« Le pardon entre la mémoire et l’oubli »

« Pour se lier par la promesse, le sujet de l’action devait aussi pouvoir se délier par le pardon. » Paul Ricœur, La Mémoire, l’Histoire, l’oubli, Paris Seuil 2000, p.595

 

Je propose de prendre le pardon comme tête chercheuse des passages entre mémoire et oubli. Jésus ne dit-il pas que « ce que tu lieras sur la terre sera lié dans les cieux, et ce que tu délieras sur la terre sera délié dans les cieux » » (Mat 16.19, version Segond 1910). Je ferai ici le rapprochement du « lier » avec la promesse qui est la mémoire persévérante d’un engagement tourné vers l’avenir imprévisible, et du « délier » avec le pardon qui rompt avec le passé irréversible pour rouvrir un présent nouveau, inattendu et inédit. Il n’est pas usuel de faire du pardon un thème de déliaison et de la rupture, et pourtant c’était déjà le titre du volume que j’avais consacré à ce thème aux éditions Autrement en 1992 : Le pardon, briser la dette et l’oubli. L’idée est qu’il faut pouvoir rompre avec une mémoire excessive, maladive, obsédante, un perpétuel ressentiment du passé, comme il faut pouvoir rompre avec un oubli excessif, le refoulement et le déni du passé. Ce double pouvoir, qui n’a rien de magique, est celui du pardon, qui est d’abord et simplement une parole. Le pardon, tant demandé qu’accordé, rompt avec le silence.

Tant d’une part que l’on n’a pas brisé le couvercle de l’amnésie, du « faux oubli », les crimes passés ne sont pas finis, les plus vieilles blessures sont prêtes à se rouvrir. Peut-on oublier l’irréparable? Le passé oublié est toujours présent, il se répète, il se reproduira encore. Nous sommes ici sur le versant freudien de l’analyse des échecs de la mémoire et de l’oubli. L’horreur n’est pas finie parce qu’elle est « oubliée », elle se poursuivra infiniment tant qu’une parole n’aura pas rompu avec l’oubli et accepté de faire mémoire. Le pardon est un acte historique parce qu’il arrête la continuation du passé dans le présent. C’était déjà la remarque d’Hannah Arendt que le pardon réintroduit de l’imprévisible face à l’irréversible.

- [DONNÉES FOURNIES]:
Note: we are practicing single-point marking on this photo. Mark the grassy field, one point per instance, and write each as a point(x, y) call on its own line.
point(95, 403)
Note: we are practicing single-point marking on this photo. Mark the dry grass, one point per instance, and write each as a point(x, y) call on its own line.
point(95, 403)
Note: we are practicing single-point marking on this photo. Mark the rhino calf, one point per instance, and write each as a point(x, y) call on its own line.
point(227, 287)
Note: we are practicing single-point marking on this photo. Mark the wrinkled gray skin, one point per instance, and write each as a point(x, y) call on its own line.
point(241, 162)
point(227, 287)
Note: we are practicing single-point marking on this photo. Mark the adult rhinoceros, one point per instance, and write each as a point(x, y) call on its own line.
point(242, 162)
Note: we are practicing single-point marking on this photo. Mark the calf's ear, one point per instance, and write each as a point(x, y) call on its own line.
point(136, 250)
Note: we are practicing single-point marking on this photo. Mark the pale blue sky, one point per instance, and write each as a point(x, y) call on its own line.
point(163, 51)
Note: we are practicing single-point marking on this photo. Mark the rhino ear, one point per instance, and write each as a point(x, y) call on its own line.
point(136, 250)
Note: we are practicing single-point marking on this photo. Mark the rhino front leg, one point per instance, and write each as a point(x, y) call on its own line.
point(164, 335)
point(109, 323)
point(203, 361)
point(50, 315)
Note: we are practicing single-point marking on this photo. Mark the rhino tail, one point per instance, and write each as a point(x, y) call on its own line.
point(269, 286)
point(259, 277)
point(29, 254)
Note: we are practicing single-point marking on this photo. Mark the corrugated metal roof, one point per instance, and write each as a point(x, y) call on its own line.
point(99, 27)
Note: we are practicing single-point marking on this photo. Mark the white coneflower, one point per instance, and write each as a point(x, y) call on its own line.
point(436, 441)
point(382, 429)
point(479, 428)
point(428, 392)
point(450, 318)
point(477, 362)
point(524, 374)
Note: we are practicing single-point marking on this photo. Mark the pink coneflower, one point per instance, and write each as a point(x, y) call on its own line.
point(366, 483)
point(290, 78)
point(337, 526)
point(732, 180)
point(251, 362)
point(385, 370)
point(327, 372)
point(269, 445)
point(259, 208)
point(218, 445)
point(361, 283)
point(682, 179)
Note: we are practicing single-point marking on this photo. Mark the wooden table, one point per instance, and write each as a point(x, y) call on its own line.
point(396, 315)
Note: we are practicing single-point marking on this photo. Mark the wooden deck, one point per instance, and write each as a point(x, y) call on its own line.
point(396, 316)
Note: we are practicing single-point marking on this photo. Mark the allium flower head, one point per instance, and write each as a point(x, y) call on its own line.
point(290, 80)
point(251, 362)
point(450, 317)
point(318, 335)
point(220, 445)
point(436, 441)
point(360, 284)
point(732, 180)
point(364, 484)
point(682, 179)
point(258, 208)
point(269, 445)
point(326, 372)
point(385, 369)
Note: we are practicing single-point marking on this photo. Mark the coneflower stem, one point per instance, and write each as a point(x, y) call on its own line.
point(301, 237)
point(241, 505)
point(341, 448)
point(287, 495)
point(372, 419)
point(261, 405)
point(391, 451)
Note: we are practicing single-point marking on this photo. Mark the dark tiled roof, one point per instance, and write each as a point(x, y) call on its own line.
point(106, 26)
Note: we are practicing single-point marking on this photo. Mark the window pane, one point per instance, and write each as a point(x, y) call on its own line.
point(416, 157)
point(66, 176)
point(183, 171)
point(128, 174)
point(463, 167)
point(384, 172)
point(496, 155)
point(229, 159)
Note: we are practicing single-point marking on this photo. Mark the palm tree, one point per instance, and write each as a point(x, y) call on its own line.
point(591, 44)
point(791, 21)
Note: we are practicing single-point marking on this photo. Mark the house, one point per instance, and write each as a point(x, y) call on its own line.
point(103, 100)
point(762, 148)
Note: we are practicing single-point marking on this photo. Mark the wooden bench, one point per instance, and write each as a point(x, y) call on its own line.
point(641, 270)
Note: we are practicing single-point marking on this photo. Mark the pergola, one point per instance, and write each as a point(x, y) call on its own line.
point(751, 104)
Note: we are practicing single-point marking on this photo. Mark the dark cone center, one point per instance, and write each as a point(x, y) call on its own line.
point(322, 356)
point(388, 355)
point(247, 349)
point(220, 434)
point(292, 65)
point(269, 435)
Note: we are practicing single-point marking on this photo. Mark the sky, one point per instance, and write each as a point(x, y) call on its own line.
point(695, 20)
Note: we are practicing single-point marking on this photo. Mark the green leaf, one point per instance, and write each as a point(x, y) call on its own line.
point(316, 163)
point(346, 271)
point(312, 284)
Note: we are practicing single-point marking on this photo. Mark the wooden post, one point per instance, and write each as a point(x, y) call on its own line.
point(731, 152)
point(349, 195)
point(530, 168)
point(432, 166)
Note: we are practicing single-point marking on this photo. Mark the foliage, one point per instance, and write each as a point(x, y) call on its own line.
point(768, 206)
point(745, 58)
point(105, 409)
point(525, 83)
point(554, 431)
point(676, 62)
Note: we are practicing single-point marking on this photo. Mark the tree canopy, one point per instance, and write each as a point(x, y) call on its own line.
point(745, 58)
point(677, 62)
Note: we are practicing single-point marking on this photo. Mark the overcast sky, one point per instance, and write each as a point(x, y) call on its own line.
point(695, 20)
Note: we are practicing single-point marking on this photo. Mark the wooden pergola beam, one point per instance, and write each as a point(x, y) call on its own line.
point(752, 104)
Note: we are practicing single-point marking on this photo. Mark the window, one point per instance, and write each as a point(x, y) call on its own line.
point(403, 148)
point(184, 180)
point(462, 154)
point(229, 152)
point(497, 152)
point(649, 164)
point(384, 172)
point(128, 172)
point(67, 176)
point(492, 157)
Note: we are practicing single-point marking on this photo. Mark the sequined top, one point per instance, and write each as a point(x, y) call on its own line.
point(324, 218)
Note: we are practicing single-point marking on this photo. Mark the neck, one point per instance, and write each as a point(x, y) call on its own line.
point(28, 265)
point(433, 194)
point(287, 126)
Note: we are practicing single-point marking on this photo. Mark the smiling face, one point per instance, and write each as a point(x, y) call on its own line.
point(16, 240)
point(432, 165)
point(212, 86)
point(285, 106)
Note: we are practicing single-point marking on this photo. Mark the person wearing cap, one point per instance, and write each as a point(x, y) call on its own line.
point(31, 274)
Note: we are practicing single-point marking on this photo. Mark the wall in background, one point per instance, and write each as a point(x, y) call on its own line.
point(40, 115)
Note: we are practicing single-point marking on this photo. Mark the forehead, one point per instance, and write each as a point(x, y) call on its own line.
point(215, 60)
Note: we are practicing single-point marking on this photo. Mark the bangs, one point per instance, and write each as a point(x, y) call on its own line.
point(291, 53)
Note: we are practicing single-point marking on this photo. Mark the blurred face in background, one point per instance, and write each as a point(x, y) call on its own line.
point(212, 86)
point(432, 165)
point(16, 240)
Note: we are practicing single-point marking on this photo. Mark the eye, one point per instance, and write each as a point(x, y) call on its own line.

- [COMPLÉTEZ CE QUI SUIT]:
**a.** Répondez à ces questions sur le texte consacré au pardon :
(i) En quelle année le volume « Le pardon, briser la dette et l’oubli » a-t-il paru aux éditions Autrement ?
(ii) Avec quoi le pardon, tant demandé qu’accordé, rompt-il ?
(iii) Selon la remarque attribuée à Hannah Arendt, que réintroduit le pardon face à l’irréversible ?
**b.** Rédigez la suite du texte sur le pardon, à partir de sa dernière phrase.

- [RÉSULTATS]:
**a.**
(i) En 1992.
(ii) Avec le silence.
(iii) De l’imprévisible.

**b.**
Mais d’autre part il faut rompre avec la « fausse mémoire » comme on a rompu avec le « faux oubli », parce qu’il y a un point à partir duquel la mémoire n’est plus que ressentiment, comme l’oubli n’était qu’amnésie. Peut-on vraiment se souvenir de l’irréparable ? Dans la logique de la dette perpétuelle apparaît une mémoire malade, incapable d’oublier ni d’effacer, et donc incapable de se souvenir d’autre chose, ni de voir venir les nouveaux périls. Nous sommes ici sur le versant nietzschéen et deleuzien de l’analyse des échecs de la mémoire et de l’oubli. Le ressentiment fait que l’on réagit à tout comme s’il s’agissait toujours de la même chose, que tout réactive. Il rend incapable de réagir à autre chose ; il rend incapable d’agir, simplement, à nouveau. Le pardon est alors un acte historique, parce qu’il fait que le monde ne soit pas fini.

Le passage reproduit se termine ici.